Please set down every entry below exactly as given.

(Natural language region descriptions)
■ ■ ■ ■ ■ ■ ■

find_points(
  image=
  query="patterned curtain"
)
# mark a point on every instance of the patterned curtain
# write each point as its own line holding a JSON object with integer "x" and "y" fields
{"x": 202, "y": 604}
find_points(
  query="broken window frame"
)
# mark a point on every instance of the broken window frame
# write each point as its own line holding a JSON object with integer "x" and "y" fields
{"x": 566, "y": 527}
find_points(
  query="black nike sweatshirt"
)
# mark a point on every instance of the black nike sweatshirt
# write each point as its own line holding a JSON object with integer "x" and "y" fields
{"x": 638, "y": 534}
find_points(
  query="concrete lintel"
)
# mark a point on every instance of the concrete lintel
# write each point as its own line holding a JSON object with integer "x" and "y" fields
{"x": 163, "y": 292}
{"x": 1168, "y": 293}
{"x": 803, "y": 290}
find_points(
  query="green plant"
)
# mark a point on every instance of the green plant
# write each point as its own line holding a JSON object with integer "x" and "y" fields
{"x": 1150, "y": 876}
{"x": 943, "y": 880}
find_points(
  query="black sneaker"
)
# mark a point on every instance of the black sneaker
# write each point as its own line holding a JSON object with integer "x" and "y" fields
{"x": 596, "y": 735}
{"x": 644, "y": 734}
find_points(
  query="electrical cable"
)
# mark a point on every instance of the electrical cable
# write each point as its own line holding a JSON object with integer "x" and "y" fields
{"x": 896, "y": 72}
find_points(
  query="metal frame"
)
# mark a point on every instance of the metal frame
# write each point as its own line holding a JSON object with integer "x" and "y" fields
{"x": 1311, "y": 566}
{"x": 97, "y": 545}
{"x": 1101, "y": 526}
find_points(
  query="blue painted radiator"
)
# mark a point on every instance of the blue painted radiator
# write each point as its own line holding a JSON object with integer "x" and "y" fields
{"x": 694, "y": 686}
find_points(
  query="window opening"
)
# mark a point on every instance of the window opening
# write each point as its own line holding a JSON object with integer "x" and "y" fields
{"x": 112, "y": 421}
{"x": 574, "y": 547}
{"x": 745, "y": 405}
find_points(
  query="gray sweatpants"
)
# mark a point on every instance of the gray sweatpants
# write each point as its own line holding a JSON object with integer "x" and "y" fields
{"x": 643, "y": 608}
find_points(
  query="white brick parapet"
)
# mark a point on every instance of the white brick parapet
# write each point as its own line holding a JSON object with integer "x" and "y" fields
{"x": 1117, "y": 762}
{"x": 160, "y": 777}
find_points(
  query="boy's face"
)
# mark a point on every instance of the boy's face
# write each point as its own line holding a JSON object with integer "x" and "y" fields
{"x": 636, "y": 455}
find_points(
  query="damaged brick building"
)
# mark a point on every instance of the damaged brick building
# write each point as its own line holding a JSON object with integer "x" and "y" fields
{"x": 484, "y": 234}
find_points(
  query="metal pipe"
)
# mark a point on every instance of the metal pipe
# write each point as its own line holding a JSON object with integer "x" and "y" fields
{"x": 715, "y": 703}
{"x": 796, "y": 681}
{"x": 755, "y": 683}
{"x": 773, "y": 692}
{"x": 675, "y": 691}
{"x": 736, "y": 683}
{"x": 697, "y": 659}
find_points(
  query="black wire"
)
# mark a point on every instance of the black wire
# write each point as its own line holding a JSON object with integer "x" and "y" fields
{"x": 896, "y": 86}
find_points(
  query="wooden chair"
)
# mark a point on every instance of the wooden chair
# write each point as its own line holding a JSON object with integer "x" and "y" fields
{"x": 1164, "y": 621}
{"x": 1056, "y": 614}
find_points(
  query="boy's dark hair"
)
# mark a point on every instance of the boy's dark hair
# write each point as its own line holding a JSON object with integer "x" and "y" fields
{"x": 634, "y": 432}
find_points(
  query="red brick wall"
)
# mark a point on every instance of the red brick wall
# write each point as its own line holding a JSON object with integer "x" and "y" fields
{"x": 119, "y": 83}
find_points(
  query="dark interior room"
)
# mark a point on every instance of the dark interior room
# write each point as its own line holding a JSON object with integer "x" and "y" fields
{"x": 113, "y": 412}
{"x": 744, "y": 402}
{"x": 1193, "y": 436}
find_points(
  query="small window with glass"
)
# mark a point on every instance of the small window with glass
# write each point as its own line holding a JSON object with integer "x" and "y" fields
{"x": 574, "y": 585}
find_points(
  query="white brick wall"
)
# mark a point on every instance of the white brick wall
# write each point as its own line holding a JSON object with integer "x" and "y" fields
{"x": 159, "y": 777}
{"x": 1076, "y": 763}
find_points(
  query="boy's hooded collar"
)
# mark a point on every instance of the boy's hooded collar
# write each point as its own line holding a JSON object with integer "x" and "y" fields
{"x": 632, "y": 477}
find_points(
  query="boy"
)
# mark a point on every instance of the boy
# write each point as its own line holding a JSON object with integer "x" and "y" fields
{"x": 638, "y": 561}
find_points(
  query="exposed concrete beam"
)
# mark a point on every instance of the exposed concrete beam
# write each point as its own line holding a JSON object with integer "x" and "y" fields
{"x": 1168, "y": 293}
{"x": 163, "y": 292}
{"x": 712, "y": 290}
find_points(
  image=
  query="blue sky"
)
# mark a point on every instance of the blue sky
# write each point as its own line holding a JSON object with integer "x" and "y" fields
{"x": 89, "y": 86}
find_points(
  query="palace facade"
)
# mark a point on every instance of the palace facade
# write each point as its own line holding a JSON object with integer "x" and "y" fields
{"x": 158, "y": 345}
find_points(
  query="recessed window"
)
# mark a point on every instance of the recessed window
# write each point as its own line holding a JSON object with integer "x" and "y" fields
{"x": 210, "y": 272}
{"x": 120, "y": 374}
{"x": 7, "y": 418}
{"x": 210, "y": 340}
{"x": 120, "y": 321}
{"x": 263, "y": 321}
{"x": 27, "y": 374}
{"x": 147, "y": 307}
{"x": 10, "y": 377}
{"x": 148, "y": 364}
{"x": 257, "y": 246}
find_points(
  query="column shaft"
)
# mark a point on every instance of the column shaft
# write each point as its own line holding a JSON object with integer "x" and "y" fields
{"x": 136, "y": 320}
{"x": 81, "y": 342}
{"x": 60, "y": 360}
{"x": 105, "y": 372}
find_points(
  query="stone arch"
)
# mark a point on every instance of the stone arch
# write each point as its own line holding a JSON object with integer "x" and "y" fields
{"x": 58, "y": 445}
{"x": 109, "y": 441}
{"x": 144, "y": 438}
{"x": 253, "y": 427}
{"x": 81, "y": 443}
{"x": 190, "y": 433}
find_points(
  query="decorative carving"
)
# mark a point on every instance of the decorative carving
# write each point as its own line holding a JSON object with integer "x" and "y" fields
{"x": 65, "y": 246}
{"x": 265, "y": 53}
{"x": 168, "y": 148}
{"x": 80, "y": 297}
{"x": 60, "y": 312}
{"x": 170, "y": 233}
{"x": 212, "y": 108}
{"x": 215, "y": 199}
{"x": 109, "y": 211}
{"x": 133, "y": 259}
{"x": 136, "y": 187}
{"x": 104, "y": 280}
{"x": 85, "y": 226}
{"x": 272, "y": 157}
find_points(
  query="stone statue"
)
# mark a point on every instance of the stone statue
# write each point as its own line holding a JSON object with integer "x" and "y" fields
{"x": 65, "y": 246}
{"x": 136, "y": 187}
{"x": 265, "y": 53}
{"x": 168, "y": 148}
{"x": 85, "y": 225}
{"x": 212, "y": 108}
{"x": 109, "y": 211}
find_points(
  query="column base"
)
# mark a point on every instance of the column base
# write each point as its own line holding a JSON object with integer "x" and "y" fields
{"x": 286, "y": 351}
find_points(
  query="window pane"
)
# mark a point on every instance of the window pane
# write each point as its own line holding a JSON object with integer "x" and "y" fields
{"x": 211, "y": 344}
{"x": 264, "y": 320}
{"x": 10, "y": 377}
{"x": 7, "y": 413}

■ ■ ■ ■ ■ ■ ■

Result for this task:
find_points(
  image=
  query="patterned curtain"
)
# mark a point on every instance of the patterned curtain
# write each point as its own line holding a JSON object with integer "x" and "y" fields
{"x": 202, "y": 604}
find_points(
  query="broken window frame"
)
# mark a point on every instance of the broken window frame
# write each point as its own line holding a JSON object with integer "x" and "y" fields
{"x": 566, "y": 527}
find_points(
  query="black nike sweatshirt"
)
# mark a point on every instance of the black nike sweatshirt
# write each point as its own line holding a JSON object with integer "x" and "y" fields
{"x": 638, "y": 534}
find_points(
  query="concrete lintel"
)
# mark a point on every instance of the concrete lintel
# write each point as its own line holding a JSON object with integer "x" and "y" fields
{"x": 163, "y": 292}
{"x": 1168, "y": 293}
{"x": 803, "y": 290}
find_points(
  query="green plant"
)
# mark a point on every instance of the green plant
# write each point as its own line holding a JSON object with integer "x" and "y" fields
{"x": 1150, "y": 876}
{"x": 943, "y": 880}
find_points(
  query="black sneaker"
)
# mark a point on every instance of the black sneaker
# write each point as its own line holding a JSON object with integer "x" and "y" fields
{"x": 596, "y": 735}
{"x": 644, "y": 734}
find_points(
  query="electrical cable"
)
# mark a point on every instance of the electrical cable
# write each point as its own line holding a JSON object with integer "x" and "y" fields
{"x": 896, "y": 72}
find_points(
  query="metal frame"
)
# mark a point on every instance of the metal frame
# write each point as its own line holding a JSON object with integer "x" and "y" fields
{"x": 1311, "y": 566}
{"x": 97, "y": 545}
{"x": 1101, "y": 526}
find_points(
  query="blue painted radiator"
)
# mark a point on every instance of the blue painted radiator
# write each point as its own line holding a JSON object with integer "x" and "y" fields
{"x": 694, "y": 686}
find_points(
  query="window opening"
)
# mark a point on every instance of the window opening
# write each point as its own line holding a JSON object with integer "x" and "y" fields
{"x": 112, "y": 421}
{"x": 574, "y": 547}
{"x": 745, "y": 405}
find_points(
  query="gray sweatpants"
)
# mark a point on every instance of the gray sweatpants
# write each point as its own line holding a JSON object with integer "x" and "y" fields
{"x": 643, "y": 608}
find_points(
  query="white brick parapet"
)
# mark a point on every instance of the white brick parapet
# write each point as its own line holding a JSON object with integer "x" and "y" fields
{"x": 1117, "y": 762}
{"x": 160, "y": 777}
find_points(
  query="boy's face"
)
# mark a point on every instance of the boy's face
# write each point as its own line holding a JSON object with integer "x" and "y" fields
{"x": 636, "y": 455}
find_points(
  query="damaged brick building"
)
# mark a point on every instance of the damaged brick building
# write each point as its own line holding a JSON object with integer "x" and "y" fields
{"x": 484, "y": 234}
find_points(
  query="metal pipe"
)
# mark a point on every instance of the metal pipe
# write each point as its own line holding a JSON object with integer "x" and "y" fields
{"x": 715, "y": 703}
{"x": 796, "y": 681}
{"x": 755, "y": 683}
{"x": 773, "y": 692}
{"x": 675, "y": 691}
{"x": 736, "y": 683}
{"x": 697, "y": 659}
find_points(
  query="black wire"
)
# mark a point on every instance of the black wire
# write each point as its own line holding a JSON object with integer "x" and "y" fields
{"x": 896, "y": 86}
find_points(
  query="wooden chair"
)
# mark a point on every instance of the wooden chair
# write each point as its own line holding a JSON object with integer "x" and "y" fields
{"x": 1164, "y": 621}
{"x": 1056, "y": 614}
find_points(
  query="boy's dark hair"
)
# mark a point on every instance of the boy's dark hair
# write each point as its own line holding a JSON object with integer "x" and "y" fields
{"x": 634, "y": 432}
find_points(
  query="red brick wall"
)
# mark a point on every instance of the red brick wall
# write each point as its own line holding a JSON object with integer "x" and "y" fields
{"x": 119, "y": 83}
find_points(
  query="dark interior room"
)
# mark a point on every instance of the dark interior room
# write each point as its own line holding a JSON object with integer "x" and "y" fields
{"x": 113, "y": 412}
{"x": 744, "y": 402}
{"x": 1193, "y": 436}
find_points(
  query="small window with glass"
)
# mark a point on every instance of the small window with glass
# write each point as its own line holding a JSON object with integer "x" and "y" fields
{"x": 574, "y": 585}
find_points(
  query="white brick wall"
)
# mark a point on every instance of the white brick wall
# write each point as its own line holding a JSON object with integer "x" and "y" fields
{"x": 159, "y": 777}
{"x": 1076, "y": 763}
find_points(
  query="boy's hooded collar"
)
# mark a point on every instance of the boy's hooded collar
# write each point as its own line holding a JSON object with integer "x" and "y" fields
{"x": 632, "y": 477}
find_points(
  query="boy"
)
# mark a point on every instance of the boy
# write each point as its own line holding a JSON object with integer "x" and "y" fields
{"x": 638, "y": 561}
find_points(
  query="exposed concrete beam"
)
# mark a point on every instance of the exposed concrete beam
# write each point as its own line holding a JSON object with integer "x" and "y" fields
{"x": 1168, "y": 293}
{"x": 163, "y": 292}
{"x": 712, "y": 290}
find_points(
  image=
  query="blue sky"
)
# mark a point on every instance of the blue sky
# write each point as its own line holding a JSON object with integer "x" and "y" fields
{"x": 89, "y": 86}
find_points(
  query="palace facade"
)
# mark a point on every instance of the palace facade
# write each point as its own line holding a JSON object with integer "x" and "y" fields
{"x": 158, "y": 345}
find_points(
  query="recessed window"
)
# mark a point on every instance of the recessed window
# write each point as its own line holding a JSON object with integer "x" and "y" fields
{"x": 210, "y": 272}
{"x": 120, "y": 374}
{"x": 7, "y": 418}
{"x": 210, "y": 340}
{"x": 120, "y": 321}
{"x": 263, "y": 321}
{"x": 27, "y": 374}
{"x": 147, "y": 307}
{"x": 10, "y": 377}
{"x": 148, "y": 364}
{"x": 257, "y": 246}
find_points(
  query="column shaft"
)
# mark a point on every instance of the column shaft
# write each point as its own line holding a JSON object with integer "x" and "y" fields
{"x": 136, "y": 320}
{"x": 81, "y": 342}
{"x": 60, "y": 360}
{"x": 105, "y": 372}
find_points(
  query="stone arch"
)
# mark a point on every instance of the stone arch
# write each point as its own line holding a JSON object with integer "x" and "y" fields
{"x": 58, "y": 445}
{"x": 109, "y": 441}
{"x": 144, "y": 438}
{"x": 253, "y": 427}
{"x": 81, "y": 443}
{"x": 190, "y": 433}
find_points(
  query="decorative carving"
)
# mark a point on every instance of the decorative carving
# write each point as its own line holding a JSON object with integer "x" and "y" fields
{"x": 65, "y": 246}
{"x": 265, "y": 53}
{"x": 168, "y": 148}
{"x": 80, "y": 297}
{"x": 60, "y": 312}
{"x": 170, "y": 233}
{"x": 212, "y": 108}
{"x": 215, "y": 199}
{"x": 109, "y": 211}
{"x": 133, "y": 259}
{"x": 136, "y": 187}
{"x": 104, "y": 280}
{"x": 85, "y": 226}
{"x": 272, "y": 157}
find_points(
  query="stone statue"
)
# mark a point on every instance of the stone statue
# write each point as its own line holding a JSON object with integer "x" and "y" fields
{"x": 65, "y": 246}
{"x": 136, "y": 187}
{"x": 265, "y": 53}
{"x": 168, "y": 148}
{"x": 85, "y": 225}
{"x": 212, "y": 108}
{"x": 109, "y": 211}
find_points(
  query="column base"
)
# mark a point on every instance of the column base
# write each point as its own line holding a JSON object with integer "x" and "y" fields
{"x": 286, "y": 351}
find_points(
  query="window pane"
)
# mark a point on every instance of the window pane
# write each point as its own line holding a JSON object with integer "x" and "y" fields
{"x": 211, "y": 344}
{"x": 264, "y": 320}
{"x": 10, "y": 377}
{"x": 7, "y": 413}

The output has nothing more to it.